Line count for "query": report how many lines in this material hold that string, with the number alone as the answer.

• _Records shown_:
------------------------------------------------------------

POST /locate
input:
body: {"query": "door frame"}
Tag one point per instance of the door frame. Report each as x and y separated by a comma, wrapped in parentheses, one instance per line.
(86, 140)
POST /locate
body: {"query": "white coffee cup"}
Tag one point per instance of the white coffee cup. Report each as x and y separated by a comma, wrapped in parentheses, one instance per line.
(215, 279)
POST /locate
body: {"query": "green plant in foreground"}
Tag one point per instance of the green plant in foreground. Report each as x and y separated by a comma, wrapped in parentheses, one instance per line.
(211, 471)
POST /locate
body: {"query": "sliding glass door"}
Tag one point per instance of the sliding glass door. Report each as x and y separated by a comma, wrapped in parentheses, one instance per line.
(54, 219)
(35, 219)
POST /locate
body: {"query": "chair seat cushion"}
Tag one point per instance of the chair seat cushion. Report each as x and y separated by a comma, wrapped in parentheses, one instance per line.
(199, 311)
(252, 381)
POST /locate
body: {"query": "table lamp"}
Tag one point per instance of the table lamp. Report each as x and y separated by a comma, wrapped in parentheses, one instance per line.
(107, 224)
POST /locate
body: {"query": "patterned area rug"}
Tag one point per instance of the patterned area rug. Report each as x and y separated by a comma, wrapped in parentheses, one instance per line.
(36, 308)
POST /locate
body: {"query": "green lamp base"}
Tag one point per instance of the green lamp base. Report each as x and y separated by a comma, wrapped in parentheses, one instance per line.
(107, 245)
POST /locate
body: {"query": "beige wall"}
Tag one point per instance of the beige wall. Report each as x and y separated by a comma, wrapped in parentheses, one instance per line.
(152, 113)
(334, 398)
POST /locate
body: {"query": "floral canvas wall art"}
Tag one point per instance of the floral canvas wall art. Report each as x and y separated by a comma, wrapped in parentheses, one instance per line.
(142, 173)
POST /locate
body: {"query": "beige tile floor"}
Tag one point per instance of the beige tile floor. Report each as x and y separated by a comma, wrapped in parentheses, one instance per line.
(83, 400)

------------------------------------------------------------

• _Output_:
11